■ **SET PROBLEM A**: Could you reproduce, character for character, every line of the listing that comes after the forum thread?
** BEGIN DOCUMENT SEGMENT **
About the input resolution scale #8

Closed luohao123 closed 2 months ago

luohao123 commented 3 months ago

From the method mentioned in the paper, if the output resolution are huge, such as 1024x2048, the actually generation time would be much more large than diffusion model.

So, in large image generation, what is the strength actually of this method?

iFighting commented 3 months ago

From the method mentioned in the paper, if the output resolution are huge, such as 1024x2048, the actually generation time would be much more large than diffusion model.

So, in large image generation, what is the strength actually of this method?

@luohao123

It's not actually the case for a couple of reasons:

  1. After going through a VAE, the diffusion transformer produces a very large number of tokens. For instance, with a 1024 * 2048 image and 16x downsampling, this results in a sequence of 8192 tokens. Given that the token sequence is quite long and diffusion requires predicting many steps – typically between 20 and 30 – the process in practice takes a significant amount of time.
  2. Our tokenizer is a multi-scale VQ-VAE, which can generate images in multiple steps where each step predicts in parallel, therefore the generation time is much faster compared to diffusion.
luohao123 commented 3 months ago

Thanks for the reply, the demo images are all not high resolution enough, for instance, 104x1024, and th quality, actaully still a gap between SOTA diffusion models.

What could be reason for this?

iFighting commented 3 months ago

Thanks for the reply, the demo images are all not high resolution enough, for instance, 104x1024, and th quality, actaully still a gap between SOTA diffusion models.

What could be reason for this?

@luohao123

This is a class-conditioned image generation framework. We conducted experiments with ImageNet at resolutions of 256x256 and 512x512, and compared the class-conditioned results at these lower resolutions with those text-to-image diffusion models at 1024x1024, which is clearly unfair. Additionally, are you referring to text-to-image generation? We will have work in this area released soon.

luohao123 commented 3 months ago

Yes, am telling text-to-image, looks like current is conditioned image generation.

Does the text-to-image with next-scale prediction, comparable with diffuison models such as stablediffusion on large size images?

iFighting commented 3 months ago

Yes, am telling text-to-image, looks like current is conditioned image generation.

Does the text-to-image with next-scale prediction, comparable with diffuison models such as stablediffusion on large size images?

@luohao123

Under the same conditions of data quality and training epochs, VAR can achieve or even exceed the performance of diffusion.

Additionally, it is worth noting that our method has better scalability, meaning that when the model size scales up to 10B, 20B, the potential of our model will be even greater.

luohao123 commented 2 months ago

really looking forward to your text to image work out!
** END DOCUMENT SEGMENT **
** BEGIN EXTRACTED INFORMATION **
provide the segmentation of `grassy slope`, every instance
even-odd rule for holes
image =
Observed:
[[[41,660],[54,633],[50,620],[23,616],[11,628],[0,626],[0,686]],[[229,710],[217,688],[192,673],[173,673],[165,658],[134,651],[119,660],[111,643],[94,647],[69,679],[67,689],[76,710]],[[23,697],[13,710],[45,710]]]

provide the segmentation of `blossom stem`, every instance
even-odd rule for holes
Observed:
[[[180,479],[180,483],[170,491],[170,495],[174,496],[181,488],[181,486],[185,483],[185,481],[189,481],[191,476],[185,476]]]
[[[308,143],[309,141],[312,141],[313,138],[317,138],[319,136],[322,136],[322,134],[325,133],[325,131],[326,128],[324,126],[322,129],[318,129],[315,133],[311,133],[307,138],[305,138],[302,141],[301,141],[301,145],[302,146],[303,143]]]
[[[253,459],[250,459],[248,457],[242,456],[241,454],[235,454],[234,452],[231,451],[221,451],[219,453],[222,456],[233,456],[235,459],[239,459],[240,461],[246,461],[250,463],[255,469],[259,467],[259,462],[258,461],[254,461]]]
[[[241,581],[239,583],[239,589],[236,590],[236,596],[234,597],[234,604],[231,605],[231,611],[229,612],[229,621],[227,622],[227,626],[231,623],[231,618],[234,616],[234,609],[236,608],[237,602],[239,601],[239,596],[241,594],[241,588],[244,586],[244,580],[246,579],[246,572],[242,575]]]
** END EXTRACTED INFORMATION **
■ **SET PROBLEM B**: Can you write out, word for word, the stretch of the forum thread from "It's not actually" through "compared to diffusion."?

■ **RIGHT ANSWER A**:
provide the segmentation of `grassy slope`, every instance
even-odd rule for holes
image =
Observed:
[[[41,660],[54,633],[50,620],[23,616],[11,628],[0,626],[0,686]],[[229,710],[217,688],[192,673],[173,673],[165,658],[134,651],[119,660],[111,643],[94,647],[69,679],[67,689],[76,710]],[[23,697],[13,710],[45,710]]]

provide the segmentation of `blossom stem`, every instance
even-odd rule for holes
Observed:
[[[180,479],[180,483],[170,491],[170,495],[174,496],[181,488],[181,486],[185,483],[185,481],[189,481],[191,476],[185,476]]]
[[[308,143],[309,141],[312,141],[313,138],[317,138],[319,136],[322,136],[322,134],[325,133],[325,131],[326,128],[324,126],[322,129],[318,129],[315,133],[311,133],[307,138],[305,138],[302,141],[301,141],[301,145],[302,146],[303,143]]]
[[[253,459],[250,459],[248,457],[242,456],[241,454],[235,454],[234,452],[231,451],[221,451],[219,453],[222,456],[233,456],[235,459],[239,459],[240,461],[246,461],[250,463],[255,469],[259,467],[259,462],[258,461],[254,461]]]
[[[241,581],[239,583],[239,589],[236,590],[236,596],[234,597],[234,604],[231,605],[231,611],[229,612],[229,621],[227,622],[227,626],[231,623],[231,618],[234,616],[234,609],[236,608],[237,602],[239,601],[239,596],[241,594],[241,588],[244,586],[244,580],[246,579],[246,572],[242,575]]]

■ **RIGHT ANSWER B**:
It's not actually the case for a couple of reasons:

  1. After going through a VAE, the diffusion transformer produces a very large number of tokens. For instance, with a 1024 * 2048 image and 16x downsampling, this results in a sequence of 8192 tokens. Given that the token sequence is quite long and diffusion requires predicting many steps – typically between 20 and 30 – the process in practice takes a significant amount of time.
  2. Our tokenizer is a multi-scale VQ-VAE, which can generate images in multiple steps where each step predicts in parallel, therefore the generation time is much faster compared to diffusion.